* _Text shown_:
"""

In an embodiment, at least two of the front and rear non-height loudspeakers may be laterally spaced with respect to a listening position. The method may further comprise determining a filter transfer function for the virtual height filter based on a relative distance of the at the least two loudspeakers from the listening position and on an elevation of the roof or area close to the roof relative to the listening position.

In an embodiment, at least two of the front and rear non-height loudspeakers may be laterally spaced with respect to a listening position. The method may further comprise obtaining a plurality of filter transfer functions for a plurality of virtual height filters based on a range of relative distances of said two non-height loudspeakers from the listening position and on a range of elevations of the roof or area close to the roof relative to the listening position and selecting one filter transfer function from the plurality of filter transfer functions.

In an embodiment, the selected filter transfer function may be the average of the plurality of filter transfer functions.

In an embodiment, selecting one filter transfer function from the plurality of filter transfer functions may comprise selecting one or more parameters identifying the selected filter transfer function based on an average distance of the at the least two loudspeakers from the listening position and based on an average elevation of the roof or area close to the roof relative to the listening position.

In an embodiment, the steps of obtaining, selecting, applying adding and playing back of the method described above may be iteratively applied for each selected filter transfer function until the filter transfer function provides a playback of the at least two channels with maximum perception of sound elevation.

In an embodiment, the method may further comprise applying a gain to the virtual height filter. In an embodiment, the gain may be user configurable.

In an embodiment, the listening environment is a vehicle.

Another aspect of this disclosure provides an apparatus comprising a processor and a memory coupled to the processor, wherein the processor is configured to carry out any of methods described in the present disclosure.

Another aspect of this disclosure provides a vehicle comprising such apparatus.

Other aspects of the present disclosure provide a program comprising instructions that, when executed by a processor, cause the processor to carry out the method of processing audio and further a computer-readable storage medium storing such program.

"""

Image boundary labeling items:
"""

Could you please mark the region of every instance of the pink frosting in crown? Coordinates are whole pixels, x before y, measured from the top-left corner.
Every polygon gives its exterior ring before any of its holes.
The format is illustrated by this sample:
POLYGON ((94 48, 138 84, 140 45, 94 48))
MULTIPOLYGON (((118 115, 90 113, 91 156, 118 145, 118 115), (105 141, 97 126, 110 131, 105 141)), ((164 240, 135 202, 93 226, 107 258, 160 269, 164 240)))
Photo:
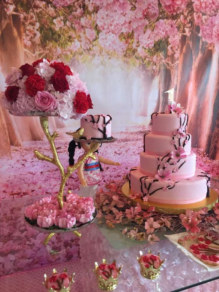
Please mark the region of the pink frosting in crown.
POLYGON ((52 288, 55 291, 61 290, 62 288, 68 287, 71 279, 66 273, 54 274, 49 279, 47 279, 46 283, 46 287, 48 289, 52 288), (60 285, 59 285, 59 284, 60 285))

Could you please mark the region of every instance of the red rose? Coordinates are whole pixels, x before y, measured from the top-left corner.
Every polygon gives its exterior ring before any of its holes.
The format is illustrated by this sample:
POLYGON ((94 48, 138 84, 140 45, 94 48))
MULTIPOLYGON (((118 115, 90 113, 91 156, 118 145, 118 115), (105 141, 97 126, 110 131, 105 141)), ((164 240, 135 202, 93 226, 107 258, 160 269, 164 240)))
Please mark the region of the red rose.
MULTIPOLYGON (((47 59, 46 60, 48 61, 48 62, 50 63, 50 60, 49 60, 49 59, 47 59)), ((35 62, 34 62, 33 63, 32 63, 32 65, 34 67, 35 67, 35 66, 37 65, 38 65, 39 63, 42 63, 42 62, 43 62, 43 59, 38 59, 38 60, 37 60, 35 61, 35 62)))
POLYGON ((26 76, 30 76, 32 74, 34 74, 35 72, 35 69, 33 66, 26 63, 24 65, 21 66, 19 68, 22 71, 22 76, 23 77, 25 75, 26 76))
POLYGON ((91 98, 90 98, 90 94, 87 94, 87 101, 89 105, 89 108, 93 108, 93 104, 92 103, 92 101, 91 98))
POLYGON ((56 282, 58 279, 58 277, 56 275, 54 275, 52 276, 49 278, 49 282, 50 283, 52 283, 53 282, 56 282))
POLYGON ((206 240, 205 242, 206 244, 210 244, 212 243, 212 242, 210 240, 206 240))
POLYGON ((206 254, 202 254, 201 257, 202 260, 206 260, 208 259, 207 256, 206 254))
POLYGON ((31 96, 35 95, 37 91, 44 90, 46 81, 38 74, 31 75, 24 82, 26 86, 26 92, 31 96))
POLYGON ((200 241, 204 241, 204 238, 203 238, 203 237, 198 237, 198 240, 199 240, 200 241))
POLYGON ((56 71, 51 78, 52 84, 56 90, 63 93, 69 89, 68 83, 65 76, 58 71, 56 71))
POLYGON ((105 270, 106 266, 104 264, 101 264, 99 266, 99 268, 100 270, 105 270))
POLYGON ((70 67, 65 65, 62 62, 54 62, 50 64, 50 66, 57 71, 58 71, 65 76, 66 75, 73 75, 70 67))
POLYGON ((89 103, 86 93, 79 90, 76 92, 73 104, 76 113, 86 113, 89 108, 89 103))
POLYGON ((68 278, 68 275, 67 275, 67 274, 66 274, 65 273, 63 273, 62 274, 60 274, 59 277, 60 279, 65 280, 65 279, 66 279, 66 278, 68 278))
POLYGON ((8 86, 4 94, 9 102, 15 102, 18 98, 19 92, 18 86, 8 86))
POLYGON ((114 265, 109 265, 108 267, 110 270, 115 270, 115 267, 114 265))
POLYGON ((142 260, 143 262, 146 262, 146 263, 150 263, 150 259, 146 255, 145 255, 143 257, 142 260))

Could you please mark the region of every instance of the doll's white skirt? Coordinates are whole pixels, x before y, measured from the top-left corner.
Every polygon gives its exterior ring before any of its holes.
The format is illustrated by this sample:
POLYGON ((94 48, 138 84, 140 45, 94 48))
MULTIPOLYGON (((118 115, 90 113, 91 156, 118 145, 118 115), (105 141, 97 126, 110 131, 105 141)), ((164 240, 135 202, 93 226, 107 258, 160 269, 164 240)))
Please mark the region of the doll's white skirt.
POLYGON ((98 187, 98 184, 88 185, 87 187, 83 187, 81 185, 80 185, 79 195, 81 197, 94 197, 96 194, 98 187))

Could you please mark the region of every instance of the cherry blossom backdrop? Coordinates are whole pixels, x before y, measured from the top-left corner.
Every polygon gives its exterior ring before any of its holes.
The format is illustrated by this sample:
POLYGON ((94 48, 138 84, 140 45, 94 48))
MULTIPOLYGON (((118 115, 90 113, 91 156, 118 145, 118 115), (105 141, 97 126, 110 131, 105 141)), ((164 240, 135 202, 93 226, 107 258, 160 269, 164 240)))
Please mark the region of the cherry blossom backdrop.
MULTIPOLYGON (((218 159, 219 9, 216 0, 4 0, 1 89, 11 66, 64 60, 87 82, 95 112, 110 111, 125 126, 146 124, 174 87, 190 116, 193 146, 218 159)), ((1 155, 42 139, 38 119, 0 110, 1 155)))

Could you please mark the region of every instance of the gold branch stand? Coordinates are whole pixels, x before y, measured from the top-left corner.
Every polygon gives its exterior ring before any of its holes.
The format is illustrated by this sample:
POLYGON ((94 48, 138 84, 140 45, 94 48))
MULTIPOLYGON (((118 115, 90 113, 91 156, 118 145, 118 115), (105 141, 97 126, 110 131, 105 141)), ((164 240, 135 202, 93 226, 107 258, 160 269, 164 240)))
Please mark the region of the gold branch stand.
MULTIPOLYGON (((60 208, 62 210, 63 207, 63 193, 66 182, 71 174, 78 167, 83 163, 89 157, 94 158, 93 153, 95 151, 98 146, 98 143, 91 143, 89 151, 82 157, 81 159, 71 166, 68 166, 66 172, 65 172, 64 168, 60 162, 57 153, 57 151, 55 145, 55 139, 59 137, 59 134, 56 132, 51 135, 49 132, 49 118, 48 117, 40 117, 40 121, 41 127, 45 134, 46 137, 49 141, 52 153, 52 158, 46 156, 40 153, 37 150, 34 151, 34 154, 39 160, 44 160, 50 162, 57 166, 60 170, 61 177, 61 181, 60 187, 57 197, 57 200, 59 203, 60 208)), ((78 132, 76 132, 75 134, 79 138, 82 135, 84 132, 84 129, 81 128, 78 132)), ((74 234, 78 236, 81 236, 81 234, 78 231, 75 230, 72 232, 74 234)), ((56 232, 51 232, 47 236, 43 244, 45 245, 48 244, 51 238, 56 233, 56 232)))

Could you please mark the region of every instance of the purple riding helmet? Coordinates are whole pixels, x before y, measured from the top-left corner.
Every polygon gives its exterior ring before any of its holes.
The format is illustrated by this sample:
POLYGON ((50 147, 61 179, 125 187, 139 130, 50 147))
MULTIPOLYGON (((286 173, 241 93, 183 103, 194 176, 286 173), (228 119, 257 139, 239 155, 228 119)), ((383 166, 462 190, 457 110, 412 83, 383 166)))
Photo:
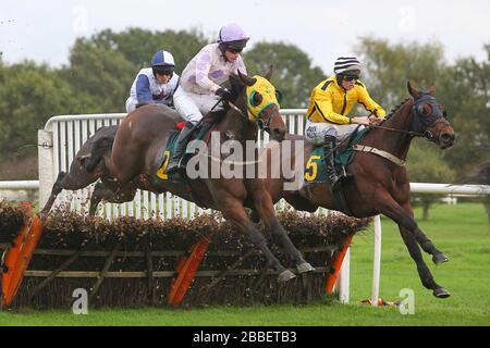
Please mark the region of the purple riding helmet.
POLYGON ((249 39, 237 24, 231 23, 220 29, 217 42, 220 44, 219 48, 223 54, 226 50, 241 53, 249 39))

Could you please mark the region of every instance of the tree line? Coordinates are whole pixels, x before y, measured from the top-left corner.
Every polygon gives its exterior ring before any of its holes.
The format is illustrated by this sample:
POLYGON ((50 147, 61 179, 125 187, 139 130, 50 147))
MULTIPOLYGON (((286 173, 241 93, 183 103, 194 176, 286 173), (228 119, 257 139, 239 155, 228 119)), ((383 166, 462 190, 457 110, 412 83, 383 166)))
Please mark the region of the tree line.
MULTIPOLYGON (((77 38, 69 63, 61 67, 33 61, 7 64, 0 55, 0 179, 37 178, 37 129, 50 116, 123 112, 136 73, 149 66, 157 50, 172 52, 180 74, 210 41, 198 30, 106 29, 77 38)), ((456 144, 440 151, 415 140, 408 156, 411 181, 454 182, 486 157, 481 149, 490 144, 490 44, 485 50, 483 61, 469 55, 449 63, 436 41, 391 44, 364 37, 354 47, 366 66, 362 79, 387 111, 408 97, 408 79, 422 89, 436 82, 456 144)), ((272 83, 284 96, 282 108, 306 108, 311 89, 331 73, 315 66, 298 47, 281 41, 256 42, 243 57, 250 75, 274 65, 272 83)))

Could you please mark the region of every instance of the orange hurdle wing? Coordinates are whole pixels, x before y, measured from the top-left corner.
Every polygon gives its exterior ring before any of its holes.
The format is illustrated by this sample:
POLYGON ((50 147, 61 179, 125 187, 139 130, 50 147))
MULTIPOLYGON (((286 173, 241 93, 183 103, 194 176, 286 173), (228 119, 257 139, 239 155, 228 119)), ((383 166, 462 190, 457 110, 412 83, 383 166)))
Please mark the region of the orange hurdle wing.
POLYGON ((351 246, 352 237, 354 237, 354 235, 351 235, 345 239, 344 247, 342 248, 342 250, 336 252, 335 258, 332 261, 332 273, 327 276, 327 285, 324 287, 324 291, 329 295, 332 294, 333 286, 335 285, 335 282, 339 278, 342 262, 344 261, 345 253, 347 252, 348 247, 351 246))
MULTIPOLYGON (((42 234, 42 222, 39 219, 39 215, 36 214, 34 216, 33 223, 28 228, 27 235, 24 238, 23 244, 19 248, 19 252, 15 260, 15 266, 10 269, 8 287, 5 287, 5 291, 3 293, 3 307, 9 307, 17 290, 22 284, 22 279, 24 278, 25 271, 30 262, 34 250, 36 249, 37 243, 42 234)), ((17 236, 19 237, 19 236, 17 236)), ((16 239, 16 238, 15 238, 16 239)), ((13 258, 13 257, 12 257, 13 258)), ((2 288, 3 288, 3 278, 2 278, 2 288)), ((3 290, 3 289, 2 289, 3 290)))
POLYGON ((194 244, 189 251, 188 258, 181 259, 177 264, 179 275, 176 279, 172 282, 172 288, 168 297, 170 304, 174 307, 179 306, 184 299, 191 284, 196 276, 196 272, 199 269, 200 262, 204 259, 206 251, 208 250, 212 233, 208 237, 203 237, 198 243, 194 244))

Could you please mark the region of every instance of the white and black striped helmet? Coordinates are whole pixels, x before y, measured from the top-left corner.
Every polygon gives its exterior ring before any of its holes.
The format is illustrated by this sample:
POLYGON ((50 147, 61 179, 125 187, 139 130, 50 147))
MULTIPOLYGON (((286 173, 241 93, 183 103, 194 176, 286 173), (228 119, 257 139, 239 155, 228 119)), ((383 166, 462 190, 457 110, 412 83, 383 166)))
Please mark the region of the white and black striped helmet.
POLYGON ((357 57, 352 54, 345 54, 339 57, 335 60, 335 64, 333 65, 333 72, 335 75, 345 74, 351 71, 355 71, 357 74, 360 74, 360 62, 357 57))

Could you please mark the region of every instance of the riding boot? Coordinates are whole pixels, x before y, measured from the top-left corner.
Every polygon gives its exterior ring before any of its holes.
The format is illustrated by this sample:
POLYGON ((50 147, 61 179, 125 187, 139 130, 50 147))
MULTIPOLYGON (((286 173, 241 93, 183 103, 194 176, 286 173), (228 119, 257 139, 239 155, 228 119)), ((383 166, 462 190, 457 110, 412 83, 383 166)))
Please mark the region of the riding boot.
POLYGON ((335 158, 338 154, 336 150, 336 141, 334 136, 326 136, 324 137, 324 145, 326 145, 326 161, 327 162, 327 175, 332 183, 332 190, 335 190, 340 188, 339 184, 341 179, 345 176, 345 171, 342 170, 341 173, 339 173, 336 165, 335 165, 335 158))
POLYGON ((184 166, 182 165, 182 158, 185 154, 187 140, 193 129, 194 125, 191 122, 187 122, 184 128, 181 130, 181 134, 179 134, 179 138, 176 139, 175 152, 173 153, 172 159, 167 166, 167 174, 175 174, 180 170, 184 169, 184 166))

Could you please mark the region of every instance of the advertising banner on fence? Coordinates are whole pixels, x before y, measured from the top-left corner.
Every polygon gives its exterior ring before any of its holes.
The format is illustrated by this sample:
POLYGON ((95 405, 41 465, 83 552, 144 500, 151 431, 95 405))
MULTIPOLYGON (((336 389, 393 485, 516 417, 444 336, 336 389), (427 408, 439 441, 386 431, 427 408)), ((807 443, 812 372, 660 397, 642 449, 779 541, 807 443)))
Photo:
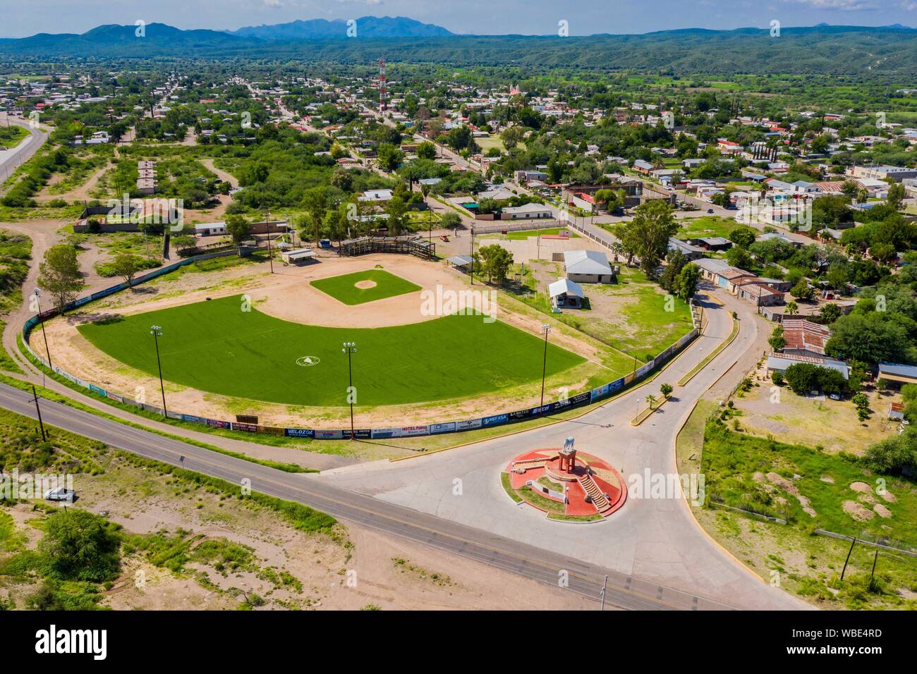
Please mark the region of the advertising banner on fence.
POLYGON ((469 419, 467 421, 456 422, 457 431, 470 431, 475 428, 481 428, 481 419, 469 419))
POLYGON ((373 428, 373 437, 400 437, 401 428, 373 428))
POLYGON ((456 423, 450 421, 447 424, 430 424, 430 435, 437 433, 452 433, 456 429, 456 423))
MULTIPOLYGON (((316 440, 341 440, 344 438, 344 431, 314 431, 316 440)), ((348 431, 348 436, 350 431, 348 431)))
POLYGON ((636 372, 634 373, 635 379, 640 379, 645 374, 652 371, 653 367, 656 365, 656 360, 650 360, 648 363, 644 363, 639 368, 636 369, 636 372))
POLYGON ((485 416, 481 420, 481 425, 482 426, 489 425, 500 425, 501 424, 505 424, 509 421, 509 414, 493 414, 492 416, 485 416))
POLYGON ((508 421, 522 421, 523 419, 528 419, 532 416, 536 416, 538 414, 537 407, 528 407, 525 410, 516 410, 515 412, 510 412, 506 416, 508 421))
POLYGON ((608 395, 609 386, 611 386, 611 384, 605 384, 604 386, 600 386, 597 389, 592 389, 591 391, 589 392, 589 396, 590 396, 589 399, 591 401, 593 401, 593 400, 599 400, 600 398, 604 398, 606 395, 608 395))
POLYGON ((315 432, 311 428, 284 428, 283 435, 287 437, 315 437, 315 432))

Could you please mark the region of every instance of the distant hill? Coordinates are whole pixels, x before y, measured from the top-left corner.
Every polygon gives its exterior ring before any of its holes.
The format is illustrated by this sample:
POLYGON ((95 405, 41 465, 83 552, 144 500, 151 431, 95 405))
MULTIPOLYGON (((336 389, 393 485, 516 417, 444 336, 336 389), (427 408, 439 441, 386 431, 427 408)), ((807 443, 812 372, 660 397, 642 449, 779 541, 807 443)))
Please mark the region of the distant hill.
POLYGON ((82 35, 39 33, 0 39, 0 55, 20 58, 182 56, 196 51, 251 46, 253 41, 219 30, 182 30, 166 24, 98 26, 82 35))
POLYGON ((164 24, 100 26, 83 35, 42 33, 0 39, 0 59, 50 61, 91 58, 265 59, 370 64, 390 61, 528 68, 575 68, 679 74, 893 75, 917 72, 917 29, 898 26, 784 28, 771 38, 766 28, 687 28, 645 35, 459 36, 430 34, 417 39, 380 37, 371 31, 444 30, 400 17, 358 19, 358 39, 304 38, 296 31, 343 30, 346 23, 299 21, 279 26, 215 30, 180 30, 164 24), (311 28, 310 28, 311 27, 311 28), (318 27, 318 28, 316 28, 318 27), (385 28, 387 27, 387 28, 385 28), (268 32, 263 32, 268 31, 268 32), (273 33, 274 37, 260 37, 273 33))
MULTIPOLYGON (((314 18, 273 26, 247 26, 231 31, 233 35, 260 39, 322 39, 348 38, 344 19, 327 21, 314 18)), ((441 26, 425 24, 405 17, 360 17, 357 19, 359 38, 429 38, 453 35, 441 26)))

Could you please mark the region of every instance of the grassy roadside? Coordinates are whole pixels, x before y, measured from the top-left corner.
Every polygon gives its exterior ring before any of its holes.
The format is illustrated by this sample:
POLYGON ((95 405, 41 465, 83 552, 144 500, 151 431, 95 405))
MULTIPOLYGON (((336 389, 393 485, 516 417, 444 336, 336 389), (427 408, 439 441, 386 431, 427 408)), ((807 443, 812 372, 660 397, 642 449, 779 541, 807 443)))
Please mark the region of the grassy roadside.
MULTIPOLYGON (((702 467, 701 472, 706 479, 706 493, 708 497, 719 500, 723 498, 718 491, 724 489, 721 484, 724 475, 735 475, 742 470, 736 462, 751 460, 757 470, 767 471, 768 467, 759 464, 768 460, 768 456, 773 461, 782 461, 783 452, 778 450, 773 455, 758 457, 757 454, 750 456, 749 452, 752 450, 745 446, 736 446, 732 441, 728 445, 705 445, 707 421, 717 409, 718 405, 713 401, 699 401, 679 433, 676 459, 678 470, 682 473, 698 472, 702 467), (735 456, 724 456, 724 452, 729 451, 727 447, 738 447, 735 456), (707 456, 704 456, 704 452, 707 456), (714 461, 721 467, 713 466, 714 461), (729 468, 724 469, 723 466, 729 468)), ((756 443, 757 441, 768 442, 765 438, 753 440, 756 443)), ((839 457, 830 456, 817 456, 816 459, 820 461, 846 461, 839 457)), ((793 470, 792 474, 798 474, 796 471, 800 470, 798 466, 793 468, 789 465, 784 469, 775 469, 776 472, 781 474, 788 472, 786 469, 793 470)), ((828 487, 845 487, 840 478, 845 470, 851 470, 850 466, 831 463, 823 465, 818 472, 822 472, 822 470, 840 471, 832 473, 835 483, 823 483, 825 490, 828 487)), ((804 470, 802 472, 805 473, 804 470)), ((821 477, 823 476, 814 476, 814 480, 820 481, 821 477)), ((912 483, 911 484, 912 491, 912 483)), ((804 482, 801 481, 800 485, 805 488, 804 482)), ((912 494, 907 492, 904 485, 892 486, 889 482, 889 489, 899 495, 906 495, 908 499, 913 498, 912 494)), ((830 502, 825 496, 813 498, 812 503, 820 514, 821 511, 830 514, 830 502)), ((716 543, 747 566, 762 580, 779 586, 820 608, 917 609, 917 559, 912 557, 880 550, 876 558, 877 548, 864 544, 856 545, 850 553, 844 580, 841 581, 840 575, 850 552, 850 542, 816 536, 813 526, 804 520, 790 522, 789 525, 771 524, 741 513, 709 506, 691 508, 691 512, 698 525, 716 543), (876 576, 870 581, 874 562, 877 565, 876 576)), ((890 526, 896 526, 897 524, 900 530, 903 530, 900 527, 911 526, 906 514, 899 517, 896 514, 895 517, 887 522, 890 526)), ((851 521, 850 528, 856 529, 856 523, 851 521)), ((858 531, 853 531, 853 535, 857 534, 858 531)))
MULTIPOLYGON (((47 368, 42 367, 41 369, 47 373, 47 368)), ((52 376, 56 381, 59 375, 56 374, 51 375, 49 373, 48 376, 52 376)), ((7 386, 12 386, 13 388, 16 389, 19 389, 20 391, 26 391, 28 392, 31 392, 32 391, 31 384, 28 384, 25 381, 15 379, 13 377, 8 377, 5 374, 0 374, 0 382, 3 382, 7 386)), ((125 419, 121 419, 117 416, 115 416, 114 414, 108 414, 94 407, 89 407, 88 405, 82 404, 81 403, 78 403, 74 400, 72 400, 63 395, 56 393, 55 392, 50 391, 50 389, 39 388, 39 394, 46 400, 53 401, 54 403, 61 403, 61 404, 68 405, 70 407, 72 407, 73 409, 80 410, 81 412, 88 412, 91 414, 101 416, 105 419, 108 419, 109 421, 114 421, 118 424, 123 424, 124 425, 127 425, 132 428, 138 428, 140 430, 149 431, 149 433, 155 433, 156 435, 161 436, 162 437, 168 437, 170 440, 177 440, 178 442, 184 442, 189 445, 194 445, 195 447, 199 447, 204 449, 209 449, 211 451, 216 452, 217 454, 225 454, 227 457, 233 457, 234 459, 241 459, 245 461, 250 461, 251 463, 257 463, 261 466, 266 466, 268 468, 274 468, 277 469, 278 470, 283 470, 284 472, 291 472, 291 473, 318 472, 318 470, 315 470, 314 469, 304 468, 302 466, 297 466, 296 464, 293 463, 282 463, 280 461, 271 461, 266 459, 256 459, 254 457, 249 457, 247 454, 241 454, 239 452, 234 452, 229 449, 224 449, 223 447, 219 447, 215 445, 208 445, 205 442, 194 440, 193 438, 184 437, 182 436, 173 436, 170 433, 165 433, 164 431, 160 431, 155 428, 150 428, 149 426, 143 425, 142 424, 135 424, 133 422, 127 421, 125 419)))

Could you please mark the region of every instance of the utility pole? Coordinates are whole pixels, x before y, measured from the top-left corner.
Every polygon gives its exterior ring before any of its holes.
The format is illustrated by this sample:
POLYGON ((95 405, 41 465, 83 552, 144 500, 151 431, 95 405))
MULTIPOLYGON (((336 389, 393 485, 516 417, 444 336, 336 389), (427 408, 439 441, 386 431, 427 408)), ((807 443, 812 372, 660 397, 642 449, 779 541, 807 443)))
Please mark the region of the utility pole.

"""

* _Description of the task_: In the virtual height filter text above, rewrite the paragraph that begins "In an embodiment, selecting one filter transfer function" more briefly while keeping its main facts.

* _Worked answer_: In one embodiment, picking one filter transfer function from the set may involve choosing one or more parameters that identify it. The choice is based on two things: the average distance of the at least two loudspeakers from the listening position, and the average elevation of the roof, or an area close to it, relative to that position.